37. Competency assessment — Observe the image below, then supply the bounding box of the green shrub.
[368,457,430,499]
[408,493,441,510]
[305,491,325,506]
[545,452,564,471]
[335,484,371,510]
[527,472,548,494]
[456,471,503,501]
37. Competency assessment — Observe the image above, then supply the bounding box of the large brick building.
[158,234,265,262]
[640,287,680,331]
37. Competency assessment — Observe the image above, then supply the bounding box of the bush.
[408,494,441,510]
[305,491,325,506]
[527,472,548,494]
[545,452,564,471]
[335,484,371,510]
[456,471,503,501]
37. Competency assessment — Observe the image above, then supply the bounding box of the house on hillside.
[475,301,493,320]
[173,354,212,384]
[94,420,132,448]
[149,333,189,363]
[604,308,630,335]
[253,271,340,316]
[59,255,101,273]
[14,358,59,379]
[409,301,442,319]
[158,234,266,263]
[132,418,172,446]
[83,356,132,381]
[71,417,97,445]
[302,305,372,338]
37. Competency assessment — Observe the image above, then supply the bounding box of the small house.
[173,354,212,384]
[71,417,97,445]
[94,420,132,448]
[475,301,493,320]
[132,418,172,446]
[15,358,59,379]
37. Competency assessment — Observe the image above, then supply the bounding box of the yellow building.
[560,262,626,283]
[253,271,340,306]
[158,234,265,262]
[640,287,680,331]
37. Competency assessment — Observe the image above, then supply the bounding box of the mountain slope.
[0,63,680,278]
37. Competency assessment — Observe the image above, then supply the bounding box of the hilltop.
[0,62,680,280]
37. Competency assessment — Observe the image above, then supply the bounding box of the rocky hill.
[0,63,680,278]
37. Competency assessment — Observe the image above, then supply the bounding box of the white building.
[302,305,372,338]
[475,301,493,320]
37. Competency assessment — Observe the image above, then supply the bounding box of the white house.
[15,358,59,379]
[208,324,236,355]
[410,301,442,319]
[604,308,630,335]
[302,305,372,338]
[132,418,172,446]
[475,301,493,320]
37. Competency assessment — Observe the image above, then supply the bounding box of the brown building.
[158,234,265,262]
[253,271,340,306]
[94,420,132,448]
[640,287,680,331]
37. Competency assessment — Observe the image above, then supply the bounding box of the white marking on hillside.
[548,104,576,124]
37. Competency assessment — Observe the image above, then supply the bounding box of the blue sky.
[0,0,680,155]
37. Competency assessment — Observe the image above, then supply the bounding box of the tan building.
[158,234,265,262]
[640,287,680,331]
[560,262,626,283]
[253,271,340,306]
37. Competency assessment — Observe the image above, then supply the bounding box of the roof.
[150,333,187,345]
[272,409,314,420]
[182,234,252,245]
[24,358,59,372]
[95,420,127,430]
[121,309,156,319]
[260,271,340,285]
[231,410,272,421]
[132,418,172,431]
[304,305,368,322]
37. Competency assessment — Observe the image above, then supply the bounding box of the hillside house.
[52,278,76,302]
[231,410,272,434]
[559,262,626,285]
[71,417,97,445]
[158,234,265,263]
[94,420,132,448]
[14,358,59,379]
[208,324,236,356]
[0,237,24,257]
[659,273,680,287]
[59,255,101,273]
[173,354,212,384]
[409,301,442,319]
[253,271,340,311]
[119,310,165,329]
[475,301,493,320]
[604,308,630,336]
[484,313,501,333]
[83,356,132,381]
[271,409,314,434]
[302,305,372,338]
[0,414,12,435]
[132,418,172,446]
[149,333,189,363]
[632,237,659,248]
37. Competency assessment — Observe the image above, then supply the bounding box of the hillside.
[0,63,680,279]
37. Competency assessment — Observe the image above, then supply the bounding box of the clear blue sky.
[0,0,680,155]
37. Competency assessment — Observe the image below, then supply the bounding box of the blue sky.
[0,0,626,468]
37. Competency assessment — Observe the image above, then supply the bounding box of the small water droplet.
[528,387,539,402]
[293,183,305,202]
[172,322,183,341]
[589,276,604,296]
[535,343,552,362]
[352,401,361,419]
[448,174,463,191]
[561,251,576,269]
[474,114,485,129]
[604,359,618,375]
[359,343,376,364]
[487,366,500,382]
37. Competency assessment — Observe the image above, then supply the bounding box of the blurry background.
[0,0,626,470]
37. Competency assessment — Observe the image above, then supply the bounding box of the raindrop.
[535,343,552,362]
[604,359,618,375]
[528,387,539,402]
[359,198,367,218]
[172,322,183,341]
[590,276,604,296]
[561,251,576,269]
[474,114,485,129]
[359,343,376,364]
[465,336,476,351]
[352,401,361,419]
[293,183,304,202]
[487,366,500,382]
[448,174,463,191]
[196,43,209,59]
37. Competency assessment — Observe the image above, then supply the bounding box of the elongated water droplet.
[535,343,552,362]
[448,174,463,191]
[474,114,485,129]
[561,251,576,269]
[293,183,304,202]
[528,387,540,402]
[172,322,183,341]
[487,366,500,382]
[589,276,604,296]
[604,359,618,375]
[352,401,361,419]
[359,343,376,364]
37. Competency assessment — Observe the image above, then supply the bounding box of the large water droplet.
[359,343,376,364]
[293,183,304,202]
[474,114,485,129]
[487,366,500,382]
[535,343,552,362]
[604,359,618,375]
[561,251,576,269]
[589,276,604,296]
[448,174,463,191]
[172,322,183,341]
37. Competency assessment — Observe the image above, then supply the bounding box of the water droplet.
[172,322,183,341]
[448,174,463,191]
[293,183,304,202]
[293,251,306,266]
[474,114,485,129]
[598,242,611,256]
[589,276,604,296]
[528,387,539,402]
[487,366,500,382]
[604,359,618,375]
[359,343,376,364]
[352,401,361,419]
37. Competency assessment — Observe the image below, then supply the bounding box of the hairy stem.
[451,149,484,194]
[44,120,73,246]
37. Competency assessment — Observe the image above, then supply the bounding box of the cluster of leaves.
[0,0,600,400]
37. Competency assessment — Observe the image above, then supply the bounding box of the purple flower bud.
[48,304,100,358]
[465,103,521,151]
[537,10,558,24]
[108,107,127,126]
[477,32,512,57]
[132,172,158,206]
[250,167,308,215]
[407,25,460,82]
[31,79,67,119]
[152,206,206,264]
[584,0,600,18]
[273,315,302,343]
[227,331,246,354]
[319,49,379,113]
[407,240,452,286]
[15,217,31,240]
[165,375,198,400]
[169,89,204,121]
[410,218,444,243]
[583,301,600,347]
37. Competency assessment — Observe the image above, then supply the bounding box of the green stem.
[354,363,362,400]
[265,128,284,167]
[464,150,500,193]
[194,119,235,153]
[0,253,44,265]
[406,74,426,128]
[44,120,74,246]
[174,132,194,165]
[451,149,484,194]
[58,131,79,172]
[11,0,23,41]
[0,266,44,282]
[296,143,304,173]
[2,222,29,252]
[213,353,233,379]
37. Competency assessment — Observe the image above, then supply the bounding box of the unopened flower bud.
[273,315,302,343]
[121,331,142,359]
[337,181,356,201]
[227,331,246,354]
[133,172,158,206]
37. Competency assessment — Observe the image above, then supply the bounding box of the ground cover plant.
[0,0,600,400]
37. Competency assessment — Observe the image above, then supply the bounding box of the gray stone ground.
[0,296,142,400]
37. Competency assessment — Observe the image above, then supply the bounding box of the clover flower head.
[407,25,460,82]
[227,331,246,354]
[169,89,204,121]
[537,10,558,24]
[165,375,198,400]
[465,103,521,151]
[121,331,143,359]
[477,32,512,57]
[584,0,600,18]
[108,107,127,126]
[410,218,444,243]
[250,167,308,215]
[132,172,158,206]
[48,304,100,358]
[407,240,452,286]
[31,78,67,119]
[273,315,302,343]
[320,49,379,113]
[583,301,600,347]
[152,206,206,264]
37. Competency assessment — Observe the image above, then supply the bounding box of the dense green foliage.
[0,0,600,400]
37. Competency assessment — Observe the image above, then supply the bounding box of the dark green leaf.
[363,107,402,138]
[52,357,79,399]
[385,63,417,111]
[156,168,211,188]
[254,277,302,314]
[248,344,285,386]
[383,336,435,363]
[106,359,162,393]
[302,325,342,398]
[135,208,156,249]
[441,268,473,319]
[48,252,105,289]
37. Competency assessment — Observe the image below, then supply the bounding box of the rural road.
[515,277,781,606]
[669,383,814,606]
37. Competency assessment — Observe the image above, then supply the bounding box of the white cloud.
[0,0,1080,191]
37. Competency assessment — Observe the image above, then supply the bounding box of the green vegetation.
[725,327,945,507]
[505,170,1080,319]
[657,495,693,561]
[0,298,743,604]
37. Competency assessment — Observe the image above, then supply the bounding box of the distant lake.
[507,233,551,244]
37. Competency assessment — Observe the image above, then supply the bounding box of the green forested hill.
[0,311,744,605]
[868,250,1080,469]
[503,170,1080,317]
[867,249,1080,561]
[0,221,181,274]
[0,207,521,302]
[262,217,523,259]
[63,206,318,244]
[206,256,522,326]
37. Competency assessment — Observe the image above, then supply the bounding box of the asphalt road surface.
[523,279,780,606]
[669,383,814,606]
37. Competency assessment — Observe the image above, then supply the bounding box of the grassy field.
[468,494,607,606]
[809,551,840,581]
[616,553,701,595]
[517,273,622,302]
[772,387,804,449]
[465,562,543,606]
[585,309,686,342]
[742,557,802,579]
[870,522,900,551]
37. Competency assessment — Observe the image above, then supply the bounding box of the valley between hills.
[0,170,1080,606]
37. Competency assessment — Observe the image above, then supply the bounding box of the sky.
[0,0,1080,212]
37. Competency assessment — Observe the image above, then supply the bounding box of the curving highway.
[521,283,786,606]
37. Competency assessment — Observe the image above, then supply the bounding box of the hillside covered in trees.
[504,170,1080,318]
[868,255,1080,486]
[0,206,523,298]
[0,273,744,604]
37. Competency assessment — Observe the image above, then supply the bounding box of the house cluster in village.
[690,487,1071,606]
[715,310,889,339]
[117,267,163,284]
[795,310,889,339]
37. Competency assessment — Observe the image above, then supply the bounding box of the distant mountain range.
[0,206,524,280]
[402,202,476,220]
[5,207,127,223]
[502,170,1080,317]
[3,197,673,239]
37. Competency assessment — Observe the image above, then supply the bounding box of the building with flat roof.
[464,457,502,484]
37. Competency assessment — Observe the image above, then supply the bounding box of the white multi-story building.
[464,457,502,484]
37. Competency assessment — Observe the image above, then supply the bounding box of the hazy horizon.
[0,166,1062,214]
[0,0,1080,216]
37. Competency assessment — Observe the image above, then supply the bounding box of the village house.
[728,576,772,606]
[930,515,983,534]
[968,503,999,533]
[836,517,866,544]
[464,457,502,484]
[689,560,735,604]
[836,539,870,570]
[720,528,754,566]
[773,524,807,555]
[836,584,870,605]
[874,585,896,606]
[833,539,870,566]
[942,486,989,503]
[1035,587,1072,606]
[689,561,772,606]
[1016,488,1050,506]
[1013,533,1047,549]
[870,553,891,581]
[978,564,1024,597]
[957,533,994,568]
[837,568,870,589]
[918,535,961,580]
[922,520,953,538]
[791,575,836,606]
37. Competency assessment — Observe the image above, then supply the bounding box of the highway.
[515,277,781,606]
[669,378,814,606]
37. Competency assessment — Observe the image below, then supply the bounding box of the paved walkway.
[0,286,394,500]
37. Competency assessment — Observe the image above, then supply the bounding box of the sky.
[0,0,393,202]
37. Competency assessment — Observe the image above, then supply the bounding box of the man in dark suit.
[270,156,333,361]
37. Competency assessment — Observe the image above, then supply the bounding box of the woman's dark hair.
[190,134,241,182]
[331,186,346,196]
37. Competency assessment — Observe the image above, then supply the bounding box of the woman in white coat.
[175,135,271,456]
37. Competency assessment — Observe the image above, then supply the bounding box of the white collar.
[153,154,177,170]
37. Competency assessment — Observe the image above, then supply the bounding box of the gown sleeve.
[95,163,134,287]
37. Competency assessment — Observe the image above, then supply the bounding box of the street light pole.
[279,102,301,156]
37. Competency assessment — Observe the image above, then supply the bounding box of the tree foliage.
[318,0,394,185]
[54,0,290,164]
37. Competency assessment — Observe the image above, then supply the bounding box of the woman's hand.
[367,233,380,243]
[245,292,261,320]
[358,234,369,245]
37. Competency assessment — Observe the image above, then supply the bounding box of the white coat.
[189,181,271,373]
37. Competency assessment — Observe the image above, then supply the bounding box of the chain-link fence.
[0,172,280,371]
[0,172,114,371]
+===+
## [GOAL]
Begin with the line that contains "the gown sleeve." and quote each line after it exactly, stopping after the last line of the data.

## [REPLY TO THE EXERCISE]
37. Competency assessment — Observe the image above, then supply the bounding box of the gown sleeve.
[95,163,134,287]
37. Competency assessment — Observe the image above, then supply the bounding box of the street light pole.
[279,102,301,156]
37. Competency assessment — Observe the image above, then supply the bounding box of the tree foliage.
[318,0,394,185]
[54,0,290,164]
37. Competency assessment — Observe the image above, then supply the bounding box of the woman's hand.
[367,233,380,243]
[245,292,261,320]
[358,234,369,245]
37. Competency assessment — Observe the image above, then supply the bounding box of the white coat.
[189,181,271,373]
37. Competency assessment — Observe the image above, then supply the bounding box of the chain-link fence.
[0,172,280,371]
[0,172,114,371]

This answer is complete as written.